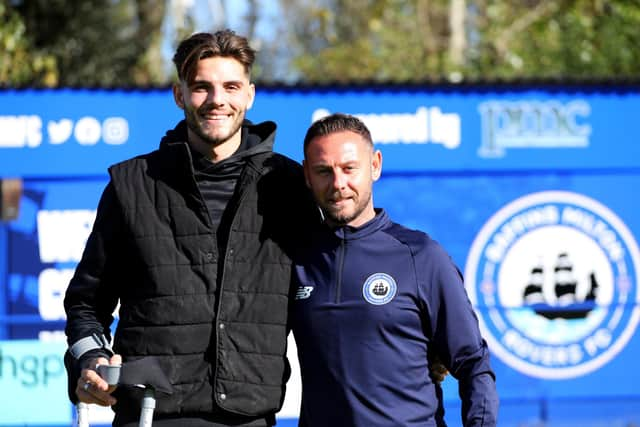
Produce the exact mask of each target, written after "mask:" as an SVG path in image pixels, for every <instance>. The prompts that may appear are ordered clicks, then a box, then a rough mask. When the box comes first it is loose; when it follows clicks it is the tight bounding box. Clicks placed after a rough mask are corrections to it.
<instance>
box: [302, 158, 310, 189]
mask: <svg viewBox="0 0 640 427" xmlns="http://www.w3.org/2000/svg"><path fill="white" fill-rule="evenodd" d="M302 170H303V171H304V182H305V183H306V184H307V187H309V188H311V185H310V184H309V164H308V163H307V162H306V160H303V161H302Z"/></svg>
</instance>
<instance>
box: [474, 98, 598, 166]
mask: <svg viewBox="0 0 640 427" xmlns="http://www.w3.org/2000/svg"><path fill="white" fill-rule="evenodd" d="M478 110H479V111H480V116H481V117H482V145H481V146H480V149H479V150H478V155H479V156H480V157H489V158H491V157H503V156H505V155H506V151H507V149H516V148H537V149H540V148H586V147H588V146H589V136H590V135H591V126H590V125H589V124H587V123H585V121H586V118H588V117H589V114H590V113H591V106H590V105H589V104H588V103H587V102H586V101H583V100H575V101H571V102H568V103H566V104H561V103H560V102H557V101H546V102H540V101H519V102H505V101H488V102H483V103H481V104H480V106H479V107H478Z"/></svg>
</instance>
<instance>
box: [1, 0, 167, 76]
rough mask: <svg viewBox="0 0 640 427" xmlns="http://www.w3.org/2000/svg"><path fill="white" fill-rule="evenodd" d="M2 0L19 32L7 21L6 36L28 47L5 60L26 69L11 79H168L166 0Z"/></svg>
mask: <svg viewBox="0 0 640 427" xmlns="http://www.w3.org/2000/svg"><path fill="white" fill-rule="evenodd" d="M2 1H3V6H4V10H5V13H6V16H7V18H6V19H8V20H9V22H10V23H11V26H12V27H13V28H14V31H13V36H10V34H11V32H10V28H9V27H6V28H5V26H4V25H3V28H2V30H0V34H1V35H2V36H0V37H6V38H7V39H10V40H13V43H15V44H16V45H17V46H20V47H21V51H22V52H24V54H23V55H19V54H18V53H19V52H16V53H15V54H13V55H12V56H10V57H7V58H6V62H5V61H4V59H3V63H2V68H3V69H4V68H7V69H14V68H17V69H18V70H23V71H22V72H21V73H20V74H18V75H17V76H16V74H15V73H14V74H13V75H7V79H6V80H5V79H3V82H4V83H5V84H8V85H30V86H80V87H86V86H120V87H122V86H144V85H155V84H165V83H166V76H165V75H164V72H163V70H164V67H163V66H162V65H163V59H162V57H161V55H160V43H161V27H162V20H163V17H164V2H156V1H152V0H137V1H122V0H121V1H112V0H95V1H92V2H86V1H82V0H29V1H26V0H25V1H13V2H8V1H6V0H2ZM3 19H5V18H3ZM7 34H9V36H7ZM41 63H44V64H45V65H46V67H45V68H44V70H46V72H43V71H42V70H43V66H42V65H40V64H41Z"/></svg>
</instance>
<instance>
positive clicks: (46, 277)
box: [36, 209, 96, 321]
mask: <svg viewBox="0 0 640 427" xmlns="http://www.w3.org/2000/svg"><path fill="white" fill-rule="evenodd" d="M95 217H96V211H95V210H82V209H78V210H39V211H38V214H37V218H36V221H37V225H38V247H39V251H40V261H41V262H42V263H45V264H54V263H59V264H64V263H77V262H78V261H80V259H81V258H82V253H83V251H84V247H85V245H86V243H87V238H88V237H89V234H90V233H91V228H92V227H93V222H94V220H95ZM73 272H74V269H72V268H45V269H44V270H43V271H42V272H40V274H39V275H38V311H39V313H40V316H41V317H42V319H43V320H52V321H53V320H64V319H65V318H66V315H65V312H64V304H63V301H64V294H65V291H66V289H67V286H68V284H69V281H70V280H71V278H72V277H73Z"/></svg>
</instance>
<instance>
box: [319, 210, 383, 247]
mask: <svg viewBox="0 0 640 427" xmlns="http://www.w3.org/2000/svg"><path fill="white" fill-rule="evenodd" d="M375 211H376V216H374V217H373V219H371V220H370V221H368V222H366V223H364V224H362V225H361V226H360V227H352V226H350V225H345V226H342V227H338V228H335V229H333V230H331V232H332V233H333V234H334V235H335V236H336V237H337V238H338V239H340V240H357V239H362V238H364V237H367V236H369V235H371V234H373V233H375V232H377V231H379V230H381V229H383V228H385V227H386V226H388V225H389V224H390V223H391V219H390V218H389V216H388V215H387V212H386V211H385V210H384V209H379V208H376V209H375ZM327 228H329V227H328V226H327Z"/></svg>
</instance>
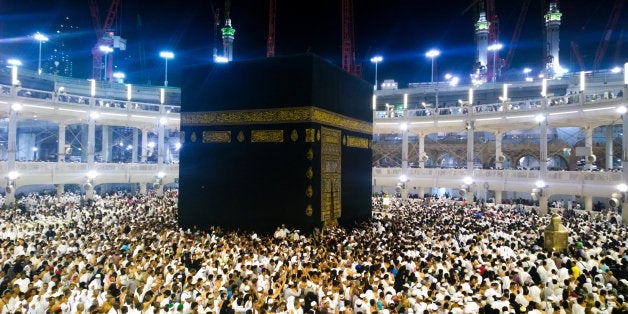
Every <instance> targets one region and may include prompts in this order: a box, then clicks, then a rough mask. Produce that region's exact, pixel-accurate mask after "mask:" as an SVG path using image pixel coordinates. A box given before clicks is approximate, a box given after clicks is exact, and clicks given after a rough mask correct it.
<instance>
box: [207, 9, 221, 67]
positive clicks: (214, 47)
mask: <svg viewBox="0 0 628 314" xmlns="http://www.w3.org/2000/svg"><path fill="white" fill-rule="evenodd" d="M209 5H210V9H211V13H212V17H213V25H214V30H213V33H214V38H213V44H212V58H213V60H214V61H215V60H216V58H217V57H218V47H219V46H220V45H221V43H222V40H221V37H220V33H219V29H220V28H219V27H220V9H218V8H216V7H215V6H214V1H213V0H212V1H210V2H209Z"/></svg>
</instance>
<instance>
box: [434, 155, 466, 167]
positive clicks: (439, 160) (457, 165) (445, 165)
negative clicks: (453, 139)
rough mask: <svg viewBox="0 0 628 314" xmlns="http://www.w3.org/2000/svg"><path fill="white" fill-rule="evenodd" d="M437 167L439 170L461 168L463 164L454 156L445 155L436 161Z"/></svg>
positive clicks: (457, 158) (440, 156)
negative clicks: (448, 168)
mask: <svg viewBox="0 0 628 314" xmlns="http://www.w3.org/2000/svg"><path fill="white" fill-rule="evenodd" d="M436 166H437V167H439V168H460V166H461V162H460V160H459V159H458V158H456V157H455V156H453V155H452V154H449V153H444V154H442V155H440V156H439V157H438V159H436Z"/></svg>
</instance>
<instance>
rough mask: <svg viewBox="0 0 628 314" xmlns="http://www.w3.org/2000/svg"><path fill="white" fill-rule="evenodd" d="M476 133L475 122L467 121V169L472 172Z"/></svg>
mask: <svg viewBox="0 0 628 314" xmlns="http://www.w3.org/2000/svg"><path fill="white" fill-rule="evenodd" d="M474 135H475V123H474V121H471V120H469V121H467V170H468V171H470V172H472V171H473V166H474V164H473V163H474V162H473V161H474V160H473V159H474V155H473V150H474V146H473V144H474Z"/></svg>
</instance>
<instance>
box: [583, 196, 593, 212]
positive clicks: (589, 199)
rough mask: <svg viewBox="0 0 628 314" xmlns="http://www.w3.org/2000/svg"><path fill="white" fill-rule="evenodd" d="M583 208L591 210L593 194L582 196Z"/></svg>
mask: <svg viewBox="0 0 628 314" xmlns="http://www.w3.org/2000/svg"><path fill="white" fill-rule="evenodd" d="M584 210H587V211H592V210H593V196H591V195H585V196H584Z"/></svg>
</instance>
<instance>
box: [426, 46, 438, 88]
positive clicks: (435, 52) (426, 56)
mask: <svg viewBox="0 0 628 314" xmlns="http://www.w3.org/2000/svg"><path fill="white" fill-rule="evenodd" d="M439 55H440V51H439V50H437V49H431V50H430V51H428V52H426V53H425V56H426V57H428V58H430V59H432V80H431V82H432V83H434V58H436V57H438V56H439Z"/></svg>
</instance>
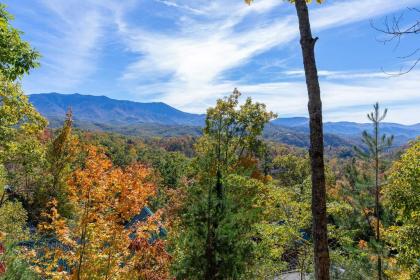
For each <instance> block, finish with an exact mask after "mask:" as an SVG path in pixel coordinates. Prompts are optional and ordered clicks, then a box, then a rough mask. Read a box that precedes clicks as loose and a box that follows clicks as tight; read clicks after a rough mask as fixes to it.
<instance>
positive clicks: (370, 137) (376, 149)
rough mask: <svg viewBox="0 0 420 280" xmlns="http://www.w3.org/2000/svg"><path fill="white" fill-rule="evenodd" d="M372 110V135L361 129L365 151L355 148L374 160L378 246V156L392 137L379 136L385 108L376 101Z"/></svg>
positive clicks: (376, 226) (379, 253)
mask: <svg viewBox="0 0 420 280" xmlns="http://www.w3.org/2000/svg"><path fill="white" fill-rule="evenodd" d="M373 109H374V111H373V112H371V113H370V114H368V115H367V117H368V119H369V120H370V121H371V122H372V125H373V135H371V134H369V133H368V132H367V131H363V134H362V141H363V143H364V144H366V146H367V151H362V150H361V149H359V148H357V147H356V148H355V149H356V152H357V153H358V154H359V155H360V156H361V157H362V158H364V159H368V160H371V161H373V162H374V172H375V210H374V215H375V218H376V225H375V238H376V242H377V244H376V245H377V246H379V247H381V246H380V242H381V237H380V220H381V217H380V182H379V179H380V178H379V172H380V166H379V164H380V162H379V160H380V156H381V153H382V152H383V151H384V150H385V149H386V148H388V147H390V146H391V144H392V141H393V139H394V137H393V136H391V137H387V136H386V135H385V134H383V135H382V136H380V132H379V125H380V123H381V122H382V121H383V120H384V119H385V117H386V114H387V111H388V110H387V109H385V110H384V112H383V113H382V114H381V113H380V111H379V104H378V103H376V104H375V105H373ZM379 250H380V249H378V252H377V254H378V261H377V269H378V279H382V259H381V254H382V253H381V252H380V251H379Z"/></svg>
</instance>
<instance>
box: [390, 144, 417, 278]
mask: <svg viewBox="0 0 420 280" xmlns="http://www.w3.org/2000/svg"><path fill="white" fill-rule="evenodd" d="M384 204H385V206H386V207H388V208H389V209H390V210H391V211H393V213H395V215H396V223H395V224H394V225H393V226H391V227H390V228H388V229H387V230H386V231H385V238H386V239H387V241H388V242H390V243H391V245H392V247H393V249H395V250H397V251H398V255H397V261H398V262H397V265H398V266H400V268H403V269H404V270H406V271H407V272H408V273H409V274H410V279H417V278H416V277H417V276H418V275H419V273H420V263H419V260H420V140H419V139H417V140H416V141H414V143H412V144H411V146H410V147H409V148H408V149H407V150H406V152H405V153H404V154H403V155H402V156H401V159H400V160H399V161H397V162H395V163H394V165H393V166H392V168H391V173H390V176H389V183H388V184H387V185H386V186H385V187H384Z"/></svg>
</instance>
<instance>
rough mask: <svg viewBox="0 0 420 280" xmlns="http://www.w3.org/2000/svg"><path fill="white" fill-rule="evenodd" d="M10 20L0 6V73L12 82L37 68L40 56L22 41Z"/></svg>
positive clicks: (0, 5)
mask: <svg viewBox="0 0 420 280" xmlns="http://www.w3.org/2000/svg"><path fill="white" fill-rule="evenodd" d="M12 19H13V17H12V16H11V15H10V14H9V13H8V12H7V11H6V9H5V5H3V4H0V73H1V74H2V75H4V77H5V78H6V79H8V80H11V81H14V80H16V79H18V78H20V77H22V76H23V75H24V74H27V73H29V71H30V70H31V69H32V68H35V67H38V66H39V63H38V59H39V58H40V54H39V53H38V52H37V51H36V50H34V49H32V48H31V46H30V45H29V43H28V42H25V41H23V40H22V38H21V35H22V32H21V31H19V30H17V29H15V28H13V27H12V26H11V25H10V21H11V20H12Z"/></svg>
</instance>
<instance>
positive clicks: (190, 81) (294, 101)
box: [120, 0, 419, 114]
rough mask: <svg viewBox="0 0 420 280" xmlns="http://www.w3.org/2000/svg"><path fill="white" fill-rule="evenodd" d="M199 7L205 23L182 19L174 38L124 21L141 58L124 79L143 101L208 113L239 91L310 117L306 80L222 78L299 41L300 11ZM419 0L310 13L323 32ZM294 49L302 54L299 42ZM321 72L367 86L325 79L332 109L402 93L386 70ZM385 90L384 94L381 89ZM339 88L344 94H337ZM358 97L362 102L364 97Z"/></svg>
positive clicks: (245, 5)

________________________

What belongs in the answer is the line with "7L205 23L182 19L174" plus every later line of the listing, copied word for word and nothing besides.

rough mask: <svg viewBox="0 0 420 280" xmlns="http://www.w3.org/2000/svg"><path fill="white" fill-rule="evenodd" d="M199 7L205 23L182 19L174 38L124 21L141 58L124 79L143 101L208 113L239 91L310 117L306 80L222 78L299 41L300 11ZM419 0L310 13L323 32ZM294 49L302 54L299 42ZM321 72L367 86L325 79L332 109L402 93L386 70ZM385 90L384 94L381 89ZM339 88L344 94H337ZM358 97L362 102L364 97Z"/></svg>
positive clicks: (245, 5)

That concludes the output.